— Start of DATA FOR PROCESSING —
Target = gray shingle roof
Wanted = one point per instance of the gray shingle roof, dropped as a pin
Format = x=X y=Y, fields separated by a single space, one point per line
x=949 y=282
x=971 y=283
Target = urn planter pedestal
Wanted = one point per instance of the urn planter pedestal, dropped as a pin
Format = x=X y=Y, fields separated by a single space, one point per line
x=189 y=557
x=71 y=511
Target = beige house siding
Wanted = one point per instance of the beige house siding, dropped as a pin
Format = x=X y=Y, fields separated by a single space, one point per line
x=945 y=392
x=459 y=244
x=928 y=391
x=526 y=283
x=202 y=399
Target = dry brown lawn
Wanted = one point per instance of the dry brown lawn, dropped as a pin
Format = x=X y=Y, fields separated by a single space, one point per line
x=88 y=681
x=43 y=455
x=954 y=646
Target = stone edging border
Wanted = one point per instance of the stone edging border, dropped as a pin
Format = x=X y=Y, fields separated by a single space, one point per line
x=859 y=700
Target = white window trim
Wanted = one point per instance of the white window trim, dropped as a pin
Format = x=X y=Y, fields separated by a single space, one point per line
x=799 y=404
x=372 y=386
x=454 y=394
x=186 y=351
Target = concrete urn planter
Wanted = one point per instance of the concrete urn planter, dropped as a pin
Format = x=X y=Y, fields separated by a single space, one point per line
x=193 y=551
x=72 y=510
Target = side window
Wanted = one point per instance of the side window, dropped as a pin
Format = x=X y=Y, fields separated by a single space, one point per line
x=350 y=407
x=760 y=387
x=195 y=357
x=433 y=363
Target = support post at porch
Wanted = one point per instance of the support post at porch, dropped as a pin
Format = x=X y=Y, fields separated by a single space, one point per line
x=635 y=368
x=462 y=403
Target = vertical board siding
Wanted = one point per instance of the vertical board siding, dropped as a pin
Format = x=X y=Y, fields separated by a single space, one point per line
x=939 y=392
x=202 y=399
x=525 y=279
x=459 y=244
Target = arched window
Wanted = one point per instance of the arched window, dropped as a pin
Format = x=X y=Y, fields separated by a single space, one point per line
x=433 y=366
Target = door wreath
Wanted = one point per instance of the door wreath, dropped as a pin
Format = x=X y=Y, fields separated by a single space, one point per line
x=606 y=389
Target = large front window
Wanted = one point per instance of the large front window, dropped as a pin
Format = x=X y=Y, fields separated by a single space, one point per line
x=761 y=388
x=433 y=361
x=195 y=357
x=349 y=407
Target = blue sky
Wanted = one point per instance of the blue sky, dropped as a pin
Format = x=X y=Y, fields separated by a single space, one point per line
— End of DATA FOR PROCESSING —
DESCRIPTION OF THE TASK: Can you echo back all of the records above, line for line, without changing anything?

RESULT:
Target = gray shingle roof
Wanted = one point per instance of the gray shingle roof, dropped as a pin
Format = x=X y=Y, fields separated by a single space, one point per line
x=949 y=282
x=971 y=283
Target = urn planter pedestal
Wanted = one point per instance of the urn planter pedestal, dropped as a pin
Format = x=X y=Y, fields separated by a single space, one point per line
x=189 y=557
x=71 y=511
Target = beige house siding
Wanted = one point per instance of the beige house siding, dropped as a pin
Format = x=X y=Y, fields separated by a single space, one point per line
x=945 y=392
x=459 y=244
x=928 y=391
x=526 y=283
x=202 y=399
Target = dry brown lawn
Wanted = one point per instance of the dry brown lawn, dropped as a pin
Format = x=X y=Y, fields separated by a single space, one point per line
x=88 y=681
x=43 y=455
x=954 y=646
Target = stone edging border
Wanted = one point per instance of the stone edging border, dropped as a pin
Format = x=X y=Y, fields separated by a single space, one point per line
x=859 y=700
Target = white window trim
Wanted = one point per instance of the white window trim, dropped as a pin
Format = x=X y=Y, fields separated by a single space, one point per line
x=799 y=404
x=372 y=386
x=454 y=394
x=186 y=351
Target = concrete urn planter
Wanted = one point per instance of the concrete urn planter, dropped as a pin
Format = x=X y=Y, fields separated by a single space, one point per line
x=193 y=551
x=72 y=510
Target = side window
Wanted = one point per instance of the side window, dropped as a pin
Format = x=X y=Y, fields separated by a single space, one point per line
x=350 y=407
x=760 y=387
x=195 y=357
x=433 y=363
Target = support post at porch
Wanted = one point per instance of the support post at porch, dropped as a pin
Format = x=X y=Y, fields separated by a single space, one point per line
x=635 y=368
x=462 y=403
Target = vertical board siding
Wanted = one point per instance of the vertical board siding, dropped as a pin
Format = x=X y=Y, fields separated by a single space, one point per line
x=939 y=392
x=202 y=399
x=525 y=279
x=459 y=244
Target = arched window
Wanted = one point per instance of the arched window, dropped as a pin
Format = x=X y=Y, fields separated by a single space, one point per line
x=433 y=366
Target = door wreath
Wanted = one point per instance of the door wreath, dropped as a pin
Format = x=X y=Y, fields separated by a single space, one point per line
x=606 y=389
Target = large front window
Wanted = one point per instance of the large front window, dropped as a pin
Format = x=X y=Y, fields separated by a single space, one point per line
x=761 y=388
x=433 y=361
x=195 y=357
x=349 y=407
Target = blue sky
Wanted = one point per instance of the blue sky, dropped as a pin
Format = x=X y=Y, fields separated by a single space, one point per line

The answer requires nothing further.